Cely v. DeConcini, McDonald (1990). The Arizona Court of Appeals held that a non-purchase money mortgage does not become a purchase money mortgage when it is assumed as part of the sales price by a later purchaser.

Mid Kansas v. Dynamic Development Corp. (1991). The Arizona Supreme Court extended anti-deficiency protection to a residential developer that defaulted on two construction loans. The Court held that: (a) a homebuilder is entitled to anti-deficiency protection as long as the collateral fits within the statutory definition of a "dwelling" (i.e., whether the trustor is a homeowner or developer is irrelevant); but (b) an unfinished property that was not used as a dwelling, had never been lived in, and was being held for sale to its first occupant by an owner who had no intent to ever occupy the property did not qualify the dwelling for anti-deficiency protection.

Bank One Arizona v. Beauvais (1997). This case addressed whether a purchase money loan retains its purchase money character after being refinanced by the same lender. The borrowers obtained a loan from the bank to exercise stock options, pledging the stock as collateral. They then obtained another loan from the same bank to purchase a home. The new loan consolidated the stock option loan and the home purchase loan into a single note, and the consolidated loan proceeds paid off the first loan and funded the purchase of the home. The consolidated loan was secured by the stock and a deed of trust. The borrowers later signed a new "workout note" secured by the stock and the existing deed of trust. When the borrowers defaulted, the bank argued that the workout note was not a purchase money obligation, but a new and independent loan or, alternatively, that it should be able to recover the pro rata portion of the workout note that was non-purchase money in nature. The Arizona Court of Appeals held that the note retained its purchase money character after having been extended, renewed and refinanced and the deed of trust on the property that was bought with the original loan was continued or renewed. The Court of Appeals did not address the segregation of the non-purchase money portions of the loan, as the bank had abandoned its argument that such funds should be traced and included in a deficiency judgment.

● **Problem 1**:
Answer these questions from the Arizona case summaries:
(a) Which court decided Cely v. DeConcini, McDonald?
(b) How many construction loans did the developer in Mid Kansas v. Dynamic Development Corp. default on?
(c) In Bank One Arizona v. Beauvais, what did the borrowers pledge as collateral for the loan to exercise stock options?
● **Problem 2**: Pick up the Arizona case summaries after the last sentence of the Bank One Arizona v. Beauvais entry and continue them.
These lines aren't needed.

Stored dataset lines:

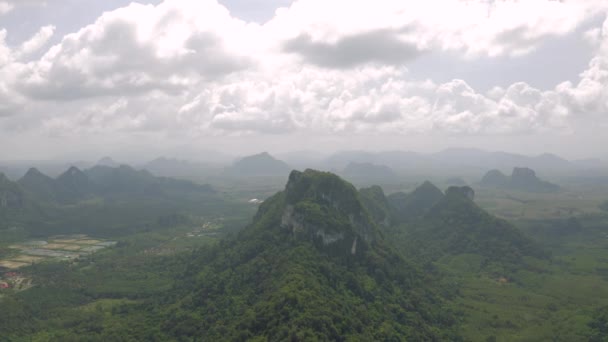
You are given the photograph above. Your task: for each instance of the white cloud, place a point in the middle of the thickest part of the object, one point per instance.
(5, 7)
(189, 68)
(141, 48)
(37, 42)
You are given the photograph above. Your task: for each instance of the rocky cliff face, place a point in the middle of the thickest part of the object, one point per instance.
(11, 195)
(322, 207)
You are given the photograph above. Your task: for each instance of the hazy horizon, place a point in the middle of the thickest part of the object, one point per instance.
(151, 78)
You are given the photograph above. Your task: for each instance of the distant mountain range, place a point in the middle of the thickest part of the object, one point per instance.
(76, 185)
(522, 179)
(259, 165)
(459, 158)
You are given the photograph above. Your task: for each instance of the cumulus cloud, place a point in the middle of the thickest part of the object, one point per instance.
(383, 47)
(188, 67)
(5, 7)
(140, 48)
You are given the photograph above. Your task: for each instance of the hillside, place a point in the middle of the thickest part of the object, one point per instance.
(11, 194)
(406, 207)
(455, 225)
(311, 266)
(369, 173)
(40, 186)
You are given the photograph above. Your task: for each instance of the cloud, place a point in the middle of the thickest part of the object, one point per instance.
(37, 42)
(187, 68)
(383, 47)
(5, 7)
(8, 5)
(138, 49)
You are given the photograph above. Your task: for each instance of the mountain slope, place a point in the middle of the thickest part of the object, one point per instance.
(39, 185)
(311, 266)
(368, 172)
(72, 186)
(11, 194)
(406, 207)
(456, 225)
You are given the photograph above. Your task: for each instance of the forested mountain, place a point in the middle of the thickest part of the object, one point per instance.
(102, 200)
(377, 205)
(406, 207)
(11, 194)
(311, 266)
(262, 164)
(456, 225)
(369, 173)
(39, 185)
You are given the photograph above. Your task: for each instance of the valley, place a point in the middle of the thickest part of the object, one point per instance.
(476, 263)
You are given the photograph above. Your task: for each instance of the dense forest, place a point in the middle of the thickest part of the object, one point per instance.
(319, 260)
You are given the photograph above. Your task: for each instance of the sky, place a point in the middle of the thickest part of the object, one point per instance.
(90, 78)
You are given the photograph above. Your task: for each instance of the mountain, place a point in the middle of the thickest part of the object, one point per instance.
(392, 159)
(176, 168)
(455, 225)
(500, 160)
(262, 164)
(107, 161)
(377, 205)
(410, 206)
(73, 185)
(526, 179)
(368, 172)
(126, 181)
(123, 179)
(523, 179)
(11, 194)
(311, 266)
(495, 178)
(39, 185)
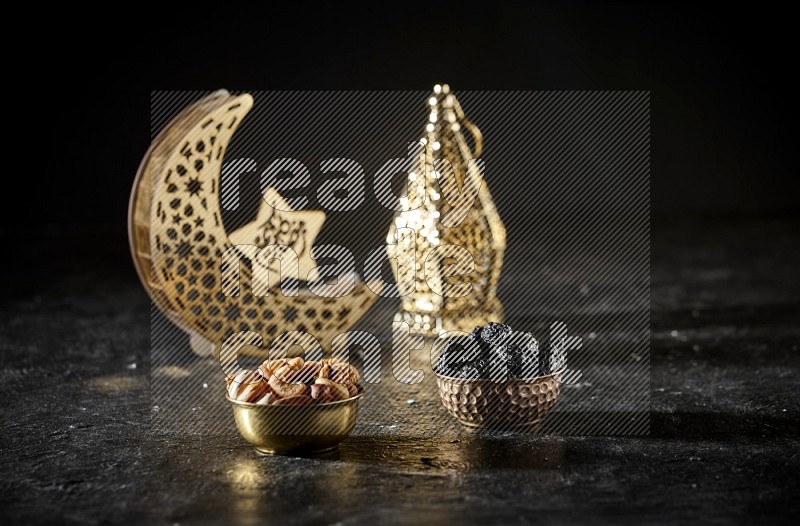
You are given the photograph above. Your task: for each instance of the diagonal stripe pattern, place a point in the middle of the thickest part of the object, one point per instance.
(570, 174)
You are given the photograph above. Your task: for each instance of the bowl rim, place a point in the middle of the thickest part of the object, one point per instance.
(509, 380)
(323, 405)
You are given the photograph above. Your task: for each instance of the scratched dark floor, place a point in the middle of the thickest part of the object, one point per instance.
(76, 443)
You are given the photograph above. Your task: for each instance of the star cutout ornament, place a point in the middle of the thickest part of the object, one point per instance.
(280, 225)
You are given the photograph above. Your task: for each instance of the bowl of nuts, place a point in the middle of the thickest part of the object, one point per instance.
(495, 377)
(292, 406)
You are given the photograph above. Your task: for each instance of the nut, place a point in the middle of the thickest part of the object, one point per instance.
(325, 370)
(345, 374)
(295, 363)
(305, 374)
(247, 386)
(286, 389)
(295, 381)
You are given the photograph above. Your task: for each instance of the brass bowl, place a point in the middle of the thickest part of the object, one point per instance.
(513, 403)
(290, 430)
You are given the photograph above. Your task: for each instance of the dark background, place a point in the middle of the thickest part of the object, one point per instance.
(724, 284)
(721, 103)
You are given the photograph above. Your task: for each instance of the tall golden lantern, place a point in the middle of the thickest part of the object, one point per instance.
(436, 209)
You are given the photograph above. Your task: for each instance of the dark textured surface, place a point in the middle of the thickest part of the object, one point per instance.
(76, 442)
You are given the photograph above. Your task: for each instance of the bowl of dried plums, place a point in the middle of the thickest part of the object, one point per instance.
(495, 377)
(293, 406)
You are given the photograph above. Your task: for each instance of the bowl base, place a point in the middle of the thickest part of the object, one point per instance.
(294, 452)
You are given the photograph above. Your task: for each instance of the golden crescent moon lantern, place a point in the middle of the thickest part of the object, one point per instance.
(451, 173)
(178, 241)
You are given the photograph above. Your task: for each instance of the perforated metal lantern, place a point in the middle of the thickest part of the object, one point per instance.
(432, 306)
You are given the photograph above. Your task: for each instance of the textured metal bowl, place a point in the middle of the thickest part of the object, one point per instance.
(291, 429)
(513, 403)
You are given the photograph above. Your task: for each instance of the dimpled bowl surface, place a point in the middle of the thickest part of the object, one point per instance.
(517, 402)
(294, 430)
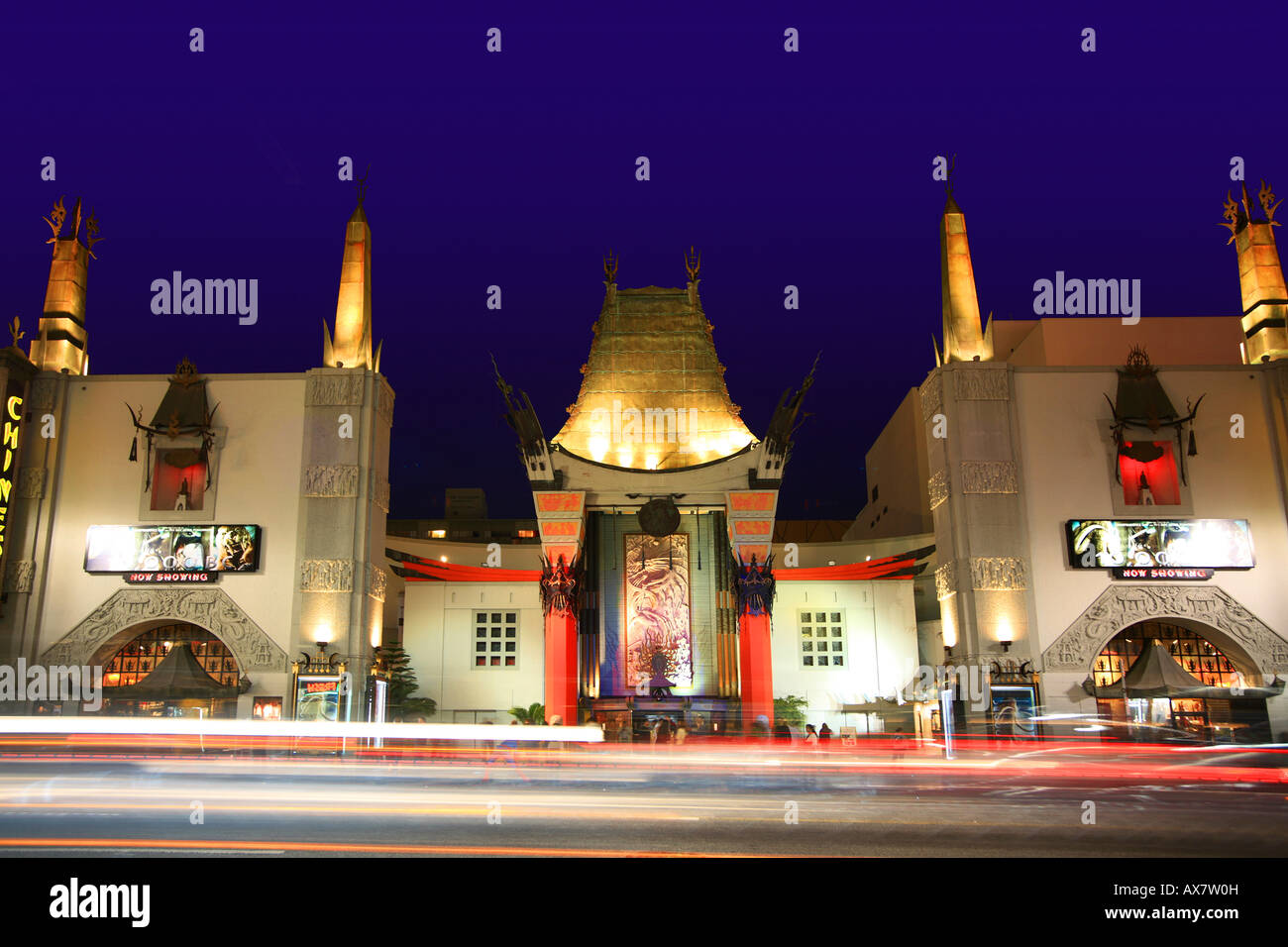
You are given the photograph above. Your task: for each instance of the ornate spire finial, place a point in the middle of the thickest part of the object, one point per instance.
(694, 263)
(55, 219)
(1234, 218)
(91, 234)
(1267, 202)
(362, 184)
(76, 221)
(1137, 361)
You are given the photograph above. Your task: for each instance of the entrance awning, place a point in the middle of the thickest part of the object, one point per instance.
(179, 677)
(1157, 674)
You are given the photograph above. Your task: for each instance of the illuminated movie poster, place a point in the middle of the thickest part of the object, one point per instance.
(171, 549)
(657, 608)
(1159, 543)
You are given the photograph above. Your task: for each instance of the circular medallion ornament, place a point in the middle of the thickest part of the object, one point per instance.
(660, 517)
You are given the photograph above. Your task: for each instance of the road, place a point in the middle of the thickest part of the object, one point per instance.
(180, 805)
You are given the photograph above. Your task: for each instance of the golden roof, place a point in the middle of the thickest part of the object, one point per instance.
(653, 394)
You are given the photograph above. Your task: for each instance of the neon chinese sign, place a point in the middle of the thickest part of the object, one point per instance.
(13, 415)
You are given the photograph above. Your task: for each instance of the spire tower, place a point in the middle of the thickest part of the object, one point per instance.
(62, 342)
(962, 338)
(351, 346)
(1261, 275)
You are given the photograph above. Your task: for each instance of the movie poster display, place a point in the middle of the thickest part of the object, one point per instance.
(1214, 544)
(657, 608)
(321, 697)
(140, 549)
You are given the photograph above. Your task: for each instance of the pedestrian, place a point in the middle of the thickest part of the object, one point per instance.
(664, 731)
(503, 753)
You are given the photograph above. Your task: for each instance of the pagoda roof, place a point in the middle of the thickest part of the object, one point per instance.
(653, 394)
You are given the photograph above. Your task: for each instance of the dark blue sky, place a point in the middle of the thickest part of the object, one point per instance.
(516, 169)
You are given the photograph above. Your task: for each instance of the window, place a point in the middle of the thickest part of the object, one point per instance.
(822, 637)
(494, 642)
(1147, 472)
(178, 479)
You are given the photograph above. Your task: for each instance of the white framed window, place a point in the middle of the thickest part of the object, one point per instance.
(822, 638)
(494, 639)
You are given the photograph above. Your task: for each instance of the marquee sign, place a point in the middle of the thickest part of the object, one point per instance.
(1159, 548)
(163, 551)
(170, 578)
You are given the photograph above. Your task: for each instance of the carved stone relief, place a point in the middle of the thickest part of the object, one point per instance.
(335, 479)
(999, 574)
(31, 482)
(334, 389)
(384, 402)
(945, 579)
(376, 581)
(931, 397)
(938, 488)
(18, 575)
(975, 382)
(377, 489)
(40, 394)
(326, 575)
(210, 608)
(988, 476)
(1120, 605)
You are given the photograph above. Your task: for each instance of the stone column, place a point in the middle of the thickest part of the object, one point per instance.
(344, 489)
(980, 531)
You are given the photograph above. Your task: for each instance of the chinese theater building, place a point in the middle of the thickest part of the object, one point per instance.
(1099, 486)
(215, 543)
(656, 590)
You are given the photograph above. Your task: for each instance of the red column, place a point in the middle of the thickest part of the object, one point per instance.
(562, 667)
(755, 669)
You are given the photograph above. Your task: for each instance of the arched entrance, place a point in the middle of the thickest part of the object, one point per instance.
(170, 669)
(1206, 696)
(1209, 609)
(107, 628)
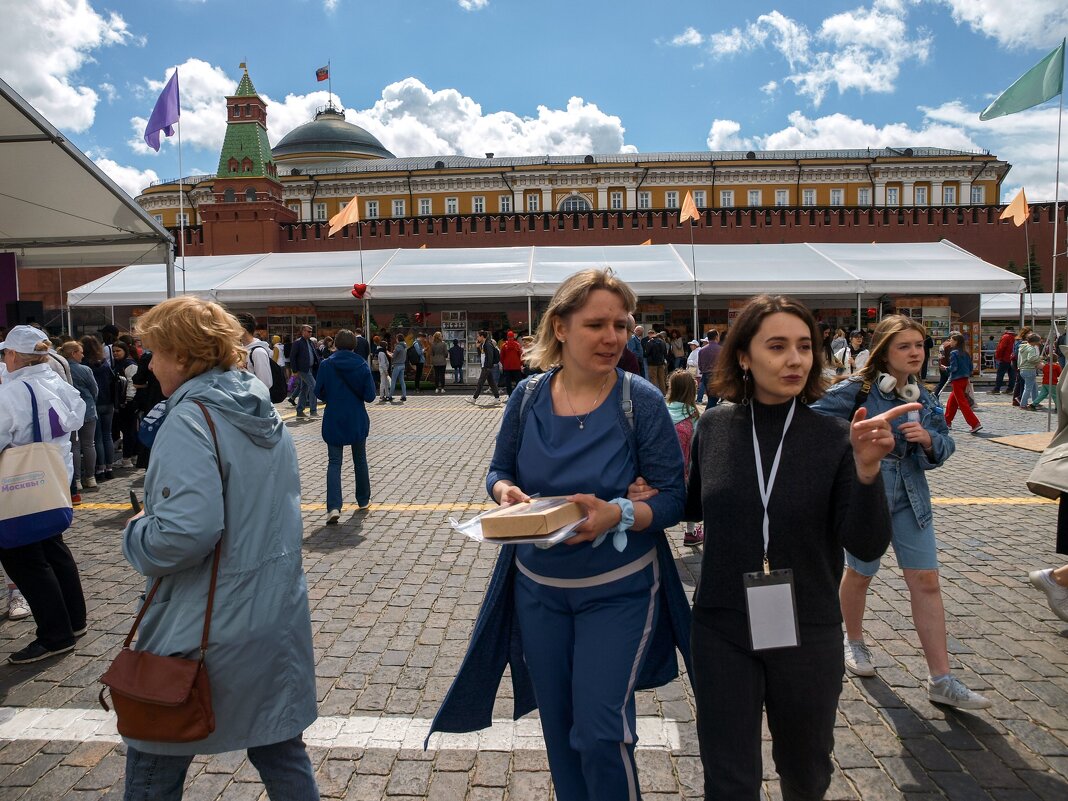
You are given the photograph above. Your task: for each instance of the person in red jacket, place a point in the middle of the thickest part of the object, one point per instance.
(512, 361)
(1003, 360)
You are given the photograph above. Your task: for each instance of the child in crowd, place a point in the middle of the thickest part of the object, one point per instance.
(681, 403)
(1051, 374)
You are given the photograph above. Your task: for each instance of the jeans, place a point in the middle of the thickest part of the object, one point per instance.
(1027, 394)
(334, 456)
(487, 374)
(47, 576)
(87, 444)
(1004, 368)
(307, 397)
(105, 445)
(284, 769)
(397, 380)
(798, 688)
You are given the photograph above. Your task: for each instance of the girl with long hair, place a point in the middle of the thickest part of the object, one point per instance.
(890, 381)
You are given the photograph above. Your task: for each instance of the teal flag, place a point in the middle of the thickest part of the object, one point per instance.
(1038, 84)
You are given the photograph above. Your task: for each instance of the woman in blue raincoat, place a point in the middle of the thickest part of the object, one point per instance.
(260, 659)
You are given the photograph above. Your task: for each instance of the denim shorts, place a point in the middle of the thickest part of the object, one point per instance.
(914, 546)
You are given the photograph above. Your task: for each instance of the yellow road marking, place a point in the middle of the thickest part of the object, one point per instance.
(474, 506)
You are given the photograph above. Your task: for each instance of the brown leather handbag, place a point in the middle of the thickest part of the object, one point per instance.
(165, 699)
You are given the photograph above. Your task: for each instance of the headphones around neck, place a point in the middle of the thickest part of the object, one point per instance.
(888, 385)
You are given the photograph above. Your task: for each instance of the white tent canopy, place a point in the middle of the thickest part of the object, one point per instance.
(1005, 305)
(661, 271)
(57, 207)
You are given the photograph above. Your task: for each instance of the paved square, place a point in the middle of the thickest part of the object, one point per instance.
(394, 594)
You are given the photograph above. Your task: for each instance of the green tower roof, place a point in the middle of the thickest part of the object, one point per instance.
(245, 89)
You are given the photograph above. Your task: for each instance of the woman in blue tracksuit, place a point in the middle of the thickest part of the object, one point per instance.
(890, 379)
(599, 615)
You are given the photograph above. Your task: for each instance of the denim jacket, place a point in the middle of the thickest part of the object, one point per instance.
(904, 468)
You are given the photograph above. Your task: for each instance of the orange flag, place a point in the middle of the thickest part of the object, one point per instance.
(347, 216)
(689, 209)
(1017, 209)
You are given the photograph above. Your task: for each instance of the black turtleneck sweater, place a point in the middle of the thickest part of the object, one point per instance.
(817, 505)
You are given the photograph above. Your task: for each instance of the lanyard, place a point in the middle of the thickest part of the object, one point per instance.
(766, 489)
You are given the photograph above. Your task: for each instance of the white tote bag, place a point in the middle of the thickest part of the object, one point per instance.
(34, 492)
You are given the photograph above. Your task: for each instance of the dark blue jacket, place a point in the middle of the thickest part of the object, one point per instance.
(303, 356)
(345, 383)
(495, 642)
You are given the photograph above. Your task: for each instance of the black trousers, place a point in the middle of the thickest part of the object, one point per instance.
(798, 687)
(487, 375)
(47, 576)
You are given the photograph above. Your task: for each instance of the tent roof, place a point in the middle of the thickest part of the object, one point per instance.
(1005, 305)
(58, 208)
(662, 271)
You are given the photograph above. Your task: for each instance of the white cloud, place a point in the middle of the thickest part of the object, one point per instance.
(689, 37)
(1026, 140)
(1034, 24)
(44, 44)
(128, 178)
(861, 50)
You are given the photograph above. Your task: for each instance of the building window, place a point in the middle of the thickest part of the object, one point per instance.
(575, 203)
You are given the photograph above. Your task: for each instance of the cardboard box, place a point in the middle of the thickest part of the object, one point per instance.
(540, 516)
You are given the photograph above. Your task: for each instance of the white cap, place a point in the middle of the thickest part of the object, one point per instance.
(24, 340)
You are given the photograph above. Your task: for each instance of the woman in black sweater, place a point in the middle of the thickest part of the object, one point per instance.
(825, 492)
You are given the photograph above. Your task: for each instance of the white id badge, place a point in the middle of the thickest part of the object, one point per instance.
(772, 611)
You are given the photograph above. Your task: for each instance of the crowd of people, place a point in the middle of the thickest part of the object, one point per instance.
(829, 437)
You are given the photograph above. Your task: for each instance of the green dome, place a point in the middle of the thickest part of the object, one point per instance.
(329, 132)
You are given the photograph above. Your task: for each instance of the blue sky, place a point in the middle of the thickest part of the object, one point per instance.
(521, 77)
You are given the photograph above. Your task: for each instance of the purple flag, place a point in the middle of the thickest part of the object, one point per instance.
(165, 114)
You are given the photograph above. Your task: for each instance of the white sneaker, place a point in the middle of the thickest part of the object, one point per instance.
(859, 658)
(1056, 595)
(952, 691)
(17, 608)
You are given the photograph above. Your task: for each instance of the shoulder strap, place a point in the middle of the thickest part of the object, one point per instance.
(33, 406)
(215, 558)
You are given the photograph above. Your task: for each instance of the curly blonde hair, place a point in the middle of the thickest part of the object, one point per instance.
(200, 333)
(570, 296)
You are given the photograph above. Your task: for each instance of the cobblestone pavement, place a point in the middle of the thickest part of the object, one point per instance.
(394, 594)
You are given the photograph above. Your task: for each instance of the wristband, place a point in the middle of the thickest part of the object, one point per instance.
(619, 532)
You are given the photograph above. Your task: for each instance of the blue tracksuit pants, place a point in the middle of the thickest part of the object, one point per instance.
(584, 644)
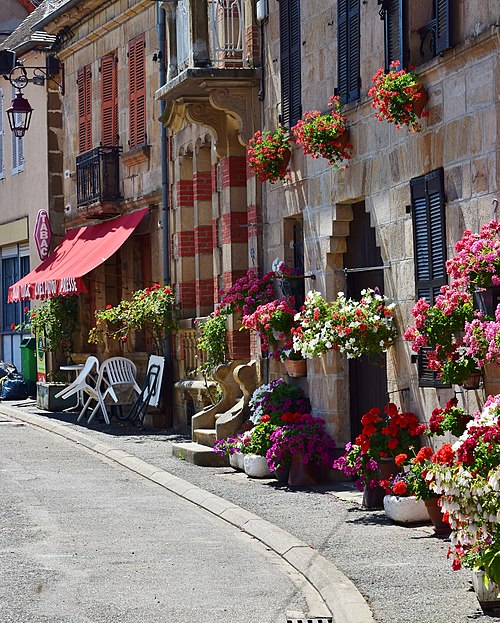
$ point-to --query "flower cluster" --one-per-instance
(247, 293)
(273, 321)
(352, 327)
(152, 310)
(394, 95)
(275, 399)
(389, 434)
(467, 476)
(324, 135)
(307, 436)
(267, 155)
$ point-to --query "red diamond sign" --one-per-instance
(43, 234)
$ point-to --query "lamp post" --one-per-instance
(19, 115)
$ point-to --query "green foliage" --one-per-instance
(57, 318)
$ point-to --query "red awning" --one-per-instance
(81, 251)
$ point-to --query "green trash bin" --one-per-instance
(28, 359)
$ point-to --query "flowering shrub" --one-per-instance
(352, 327)
(247, 293)
(358, 464)
(151, 309)
(321, 135)
(275, 399)
(305, 435)
(393, 96)
(388, 435)
(273, 321)
(266, 154)
(467, 476)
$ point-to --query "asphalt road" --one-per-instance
(82, 540)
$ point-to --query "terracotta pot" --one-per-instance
(405, 510)
(419, 104)
(296, 367)
(473, 381)
(434, 510)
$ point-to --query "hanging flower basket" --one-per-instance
(325, 135)
(269, 155)
(398, 97)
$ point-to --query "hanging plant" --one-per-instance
(325, 135)
(398, 97)
(269, 155)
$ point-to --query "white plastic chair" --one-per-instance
(114, 374)
(83, 380)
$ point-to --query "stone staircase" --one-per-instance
(222, 420)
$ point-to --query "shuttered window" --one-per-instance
(291, 101)
(2, 162)
(137, 91)
(84, 81)
(393, 13)
(109, 100)
(429, 237)
(17, 145)
(348, 50)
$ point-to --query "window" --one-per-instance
(109, 100)
(2, 163)
(137, 91)
(291, 108)
(429, 237)
(348, 50)
(395, 34)
(84, 81)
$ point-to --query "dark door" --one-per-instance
(367, 376)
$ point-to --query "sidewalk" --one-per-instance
(401, 572)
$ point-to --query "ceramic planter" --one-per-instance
(256, 466)
(405, 509)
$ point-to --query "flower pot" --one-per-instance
(419, 104)
(473, 381)
(405, 509)
(489, 597)
(256, 466)
(434, 510)
(296, 367)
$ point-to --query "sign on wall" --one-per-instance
(43, 234)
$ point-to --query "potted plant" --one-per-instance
(269, 155)
(325, 135)
(398, 97)
(467, 477)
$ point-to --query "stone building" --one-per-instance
(390, 219)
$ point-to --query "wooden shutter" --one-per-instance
(429, 235)
(137, 91)
(395, 33)
(348, 49)
(84, 82)
(442, 15)
(290, 55)
(109, 101)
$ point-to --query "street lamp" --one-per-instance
(19, 115)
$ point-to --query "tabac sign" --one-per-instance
(43, 234)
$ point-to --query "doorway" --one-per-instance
(367, 375)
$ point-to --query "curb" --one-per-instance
(342, 598)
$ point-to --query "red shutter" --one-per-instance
(137, 91)
(109, 101)
(84, 82)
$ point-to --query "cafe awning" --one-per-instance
(81, 251)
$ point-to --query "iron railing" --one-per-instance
(97, 176)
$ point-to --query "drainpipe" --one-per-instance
(165, 182)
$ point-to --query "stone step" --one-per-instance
(205, 436)
(198, 454)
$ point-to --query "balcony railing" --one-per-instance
(97, 176)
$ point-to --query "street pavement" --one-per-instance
(401, 572)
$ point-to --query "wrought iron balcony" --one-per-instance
(97, 177)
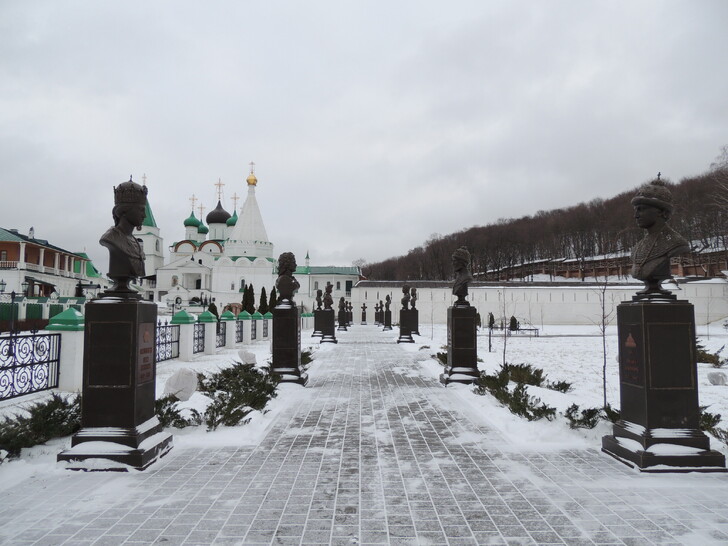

● **Written reply 1**:
(a) The Arizona Court of Appeals
(b) Two
(c) The stock

● **Written reply 2**:
Marshall & Ilsey Bank v. Mueller (2011). The Arizona Court of Appeals extended the anti-deficiency statutes to protect borrowers from a deficiency judgment after a foreclosure of a mortgage against their unfinished house. Several months into construction, the borrowers discovered that their contractor was behind schedule and that much of the construction that had been completed was defective. The borrowers requested loan advances to cure the construction defects, which the bank declined to advance. The borrowers later abandoned the property without completing the residence and defaulted under the loan. The bank contended that, because the home was never completed and never occupied, it did not qualify as anti-deficiency property. However, the Court of Appeals protected the borrowers from a deficiency judgment based on their professed intent to occupy the dwelling upon its completion, even though the house was never completed and had never been lived in. The Arizona Supreme Court denied review of the Court of Appeals decision.

Helvetica Servicing, Inc. v. Pasquan (2012). This case addressed a situation where the borrowers had obtained a loan (secured by a first deed of trust) to purchase a home, and later obtained a second loan from a new lender. The proceeds of the second loan were used to pay off the first loan and to demolish the home on the property and build a new home. The borrowers then obtained a third loan from Helvetica, the proceeds of which were used in part to pay off the second lender's loans. The borrowers defaulted and Helvetica filed a judicial foreclosure action. The Arizona Court of Appeals held that refinancing a purchase money loan does notdestroy purchase money status and eviscerate anti-deficiency protection to the extent proceeds from there financing are used to satisfy the underlying purchase money obligation, but allowed Helvetica to pursue a deficiency judgment for any non-purchase money loan proceeds to the extent that those proceeds can be segregated and traced. Note that this ruling dealt with a case where a lender judicially foreclosed upon the property (had the lender instead completed a trustee's sale, it would not have been entitled to seek a deficiency judgment, regardless of whether the refinanced loan proceeds were purchase money or non-purchase money debt). The Court of Appeals also ruled that a construction loan qualifies as a purchase money loan if the loan proceeds are actually used to construct the home that otherwise qualifies for anti-deficiency protection, and if the deed of trust securing the loan encumbers that land and the house built on the land.

Independent Mortgage Company v. Alaburda (2012). The Arizona Court of Appeals held that the owners of a one-tenth fractional interest in a vacation home (which entitled them to use the property for a maximum of 28 days per year) qualified as anti-deficiency property.

CSA 13-101 Loop v. Loop 101 (2014). This case dealt with whether an obligor under a commercial real estate loan can waive its right to a fair market value hearing. The lender's loan documents provided that the obligors agreed for deficiency purposes that the fair market value of the property would equal the sale price at the trustee's sale. The bank completed a trustee's sale of a commercial office building and then sued the obligors for a deficiency. The Arizona Supreme Court held that an obligor cannot waive its right to such a hearing in advance.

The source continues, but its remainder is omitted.